▸ Activity
Exact reproduction of every entry is required.

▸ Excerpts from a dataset
· · · ·
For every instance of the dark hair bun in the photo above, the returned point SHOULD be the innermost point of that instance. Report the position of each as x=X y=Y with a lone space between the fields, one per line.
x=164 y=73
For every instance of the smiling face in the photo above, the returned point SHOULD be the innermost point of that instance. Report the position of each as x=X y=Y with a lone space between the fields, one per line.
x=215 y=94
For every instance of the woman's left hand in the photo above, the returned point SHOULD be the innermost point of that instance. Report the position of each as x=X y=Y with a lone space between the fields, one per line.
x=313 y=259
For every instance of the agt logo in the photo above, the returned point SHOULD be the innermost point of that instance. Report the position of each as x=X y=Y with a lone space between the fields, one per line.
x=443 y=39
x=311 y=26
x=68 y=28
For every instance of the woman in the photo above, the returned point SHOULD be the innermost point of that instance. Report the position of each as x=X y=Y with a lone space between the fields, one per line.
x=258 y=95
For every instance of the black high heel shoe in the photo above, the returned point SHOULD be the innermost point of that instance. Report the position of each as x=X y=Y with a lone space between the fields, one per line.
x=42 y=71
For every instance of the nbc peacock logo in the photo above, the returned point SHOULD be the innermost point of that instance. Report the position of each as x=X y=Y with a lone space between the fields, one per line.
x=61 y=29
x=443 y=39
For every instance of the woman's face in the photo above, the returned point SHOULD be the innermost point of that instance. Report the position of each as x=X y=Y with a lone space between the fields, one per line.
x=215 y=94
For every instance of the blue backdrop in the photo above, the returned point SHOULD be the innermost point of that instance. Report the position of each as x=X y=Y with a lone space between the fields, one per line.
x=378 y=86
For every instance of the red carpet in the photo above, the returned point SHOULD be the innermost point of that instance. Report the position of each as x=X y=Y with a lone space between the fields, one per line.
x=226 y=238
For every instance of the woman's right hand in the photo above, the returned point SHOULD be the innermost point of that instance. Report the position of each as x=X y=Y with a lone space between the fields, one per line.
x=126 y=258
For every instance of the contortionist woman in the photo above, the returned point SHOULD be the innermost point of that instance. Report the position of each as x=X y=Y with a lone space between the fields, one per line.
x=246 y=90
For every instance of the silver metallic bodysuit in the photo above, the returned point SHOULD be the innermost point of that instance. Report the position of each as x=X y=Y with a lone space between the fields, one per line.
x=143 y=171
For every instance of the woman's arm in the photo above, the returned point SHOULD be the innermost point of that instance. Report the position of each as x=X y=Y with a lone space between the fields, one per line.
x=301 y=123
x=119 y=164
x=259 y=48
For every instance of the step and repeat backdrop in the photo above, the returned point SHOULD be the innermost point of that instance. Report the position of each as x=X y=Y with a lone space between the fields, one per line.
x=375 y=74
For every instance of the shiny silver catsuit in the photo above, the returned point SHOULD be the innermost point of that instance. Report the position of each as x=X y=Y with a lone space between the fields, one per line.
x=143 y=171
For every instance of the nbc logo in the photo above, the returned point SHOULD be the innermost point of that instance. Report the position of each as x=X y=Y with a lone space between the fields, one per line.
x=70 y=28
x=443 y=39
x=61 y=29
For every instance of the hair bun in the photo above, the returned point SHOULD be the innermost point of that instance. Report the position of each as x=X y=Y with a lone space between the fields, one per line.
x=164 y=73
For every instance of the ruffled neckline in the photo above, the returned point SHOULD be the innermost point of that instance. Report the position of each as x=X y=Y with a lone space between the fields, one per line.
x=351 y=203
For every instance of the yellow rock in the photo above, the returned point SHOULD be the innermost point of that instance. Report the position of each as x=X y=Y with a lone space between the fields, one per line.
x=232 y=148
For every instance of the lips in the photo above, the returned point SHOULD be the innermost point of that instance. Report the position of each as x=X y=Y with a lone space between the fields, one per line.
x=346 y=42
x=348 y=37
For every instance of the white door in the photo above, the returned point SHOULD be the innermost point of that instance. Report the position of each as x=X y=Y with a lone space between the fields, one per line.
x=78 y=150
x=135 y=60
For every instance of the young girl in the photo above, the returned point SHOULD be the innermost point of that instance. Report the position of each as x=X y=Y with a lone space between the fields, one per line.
· · · ·
▸ Output for this exercise
For every instance of the dark hair bun in the photo above, the returned point SHOULD be the innermost point of that instance. Report the position of each as x=X y=Y with a lone space between the fields, one per line.
x=164 y=73
For every instance of the smiling face in the photo above, the returned point SHOULD be the innermost point of that instance. Report the position of each as x=X y=Y with a lone space between the fields, one per line.
x=215 y=94
For every instance of the woman's left hand in the photo above, the returned point SHOULD be the innermost point of that instance. Report the position of each as x=X y=Y with a lone space between the fields, one per line.
x=313 y=259
For every instance of the agt logo in the photo above, the returned point SHOULD be the innermost point of that instance. Report the position of each as x=X y=Y with a lone space between the fields, one per line.
x=443 y=39
x=311 y=26
x=68 y=28
For every instance of the woman in the photo above, the returned point SHOULD be the innermost point of that instance. Report the position of each as x=X y=Y with a lone space between the fields, one per line.
x=258 y=95
For every instance of the black high heel shoe in the photo above, the returned point SHOULD be the innermost point of that instance. Report the position of each as x=X y=Y with a lone space between the fields, one per line.
x=42 y=71
For every instance of the nbc peacock logo in the photo above, the returned point SHOULD be the innermost point of that instance. Report the position of each as x=X y=Y with a lone space between the fields, one per line.
x=61 y=29
x=443 y=39
For every instance of the woman's face in the photo above, the returned point SHOULD be the innermost point of that instance. Report the position of each as x=X y=Y with a lone space between the fields, one per line.
x=215 y=94
For every instance of the blue backdrop in the photo above, the returned point SHOULD be the innermost point of that instance. Report the position of each as x=X y=Y with a lone space between the fields, one per line.
x=378 y=86
For every instance of the red carpet in the photo above, the returned point SHOULD be the innermost point of that instance. Report the position of each as x=X y=Y with a lone space between the fields, one per line.
x=226 y=238
For every instance of the woman's right hand in the photo above, the returned point SHOULD be the innermost point of that instance. Report the position of each as x=X y=Y with a lone space between the fields, one per line.
x=126 y=258
For every instance of the contortionist woman in the photo above, the returned point SHOULD be the innermost point of that instance. Report the position of each as x=X y=Y with a lone space between the fields, one per line.
x=246 y=90
For every instance of the silver metallic bodysuit in the photo above, the returned point SHOULD be the innermost point of that instance. Report the position of each as x=X y=Y with a lone space between the fields, one per line.
x=143 y=171
For every instance of the woman's arm in the photo above, the returned point SHOULD be the innermost point of that instance. Report the position of each as x=X y=Y with a lone space between the fields, one per line.
x=301 y=123
x=119 y=164
x=259 y=48
For every instance of the step and repeat backdrop in the photo above, the returned point SHOULD be the innermost point of that instance. Report the position of each as x=X y=Y with a lone space between the fields, one per line.
x=375 y=74
For every instance of the shiny silver catsuit in the photo above, the returned point SHOULD be the innermost point of that instance. Report the position of each as x=X y=Y with a lone space between the fields, one per line.
x=143 y=171
For every instance of the nbc logo in the photo above, the returned point SHOULD be the innermost point of that instance. Report the position of each as x=X y=Y with a lone space between the fields, one per line.
x=70 y=28
x=443 y=39
x=61 y=29
For every instance of the hair bun in the photo above, the returned point SHOULD be the innermost point of that instance. Report the position of each as x=X y=Y with a lone space between the fields, one per line.
x=164 y=73
For every instance of the ruffled neckline in the photo above, the returned point SHOULD be the innermost point of that instance. Report the position of each as x=X y=Y with a lone space between the fields, one per line.
x=351 y=203
For every instance of the yellow rock in the photo above, the returned point SHOULD be the innermost point of that instance. Report the position of each as x=X y=Y with a lone space between the fields, one per line.
x=232 y=148
For every instance of the lips in the photo above, the returned point SHOULD be the innermost point of that instance. Report the position of each as x=X y=Y with a lone space between the fields, one per line.
x=346 y=42
x=348 y=37
For every instance of the white door in the photo above, the returned point SHOULD be the innermost point of that instance. Report the position of each as x=X y=Y with a lone space between the fields, one per line.
x=78 y=150
x=135 y=60
For every instance of the young girl in the photo above, the returned point SHOULD be the innermost point of that instance. Report the position of each as x=X y=Y with a lone space between the fields, one per line.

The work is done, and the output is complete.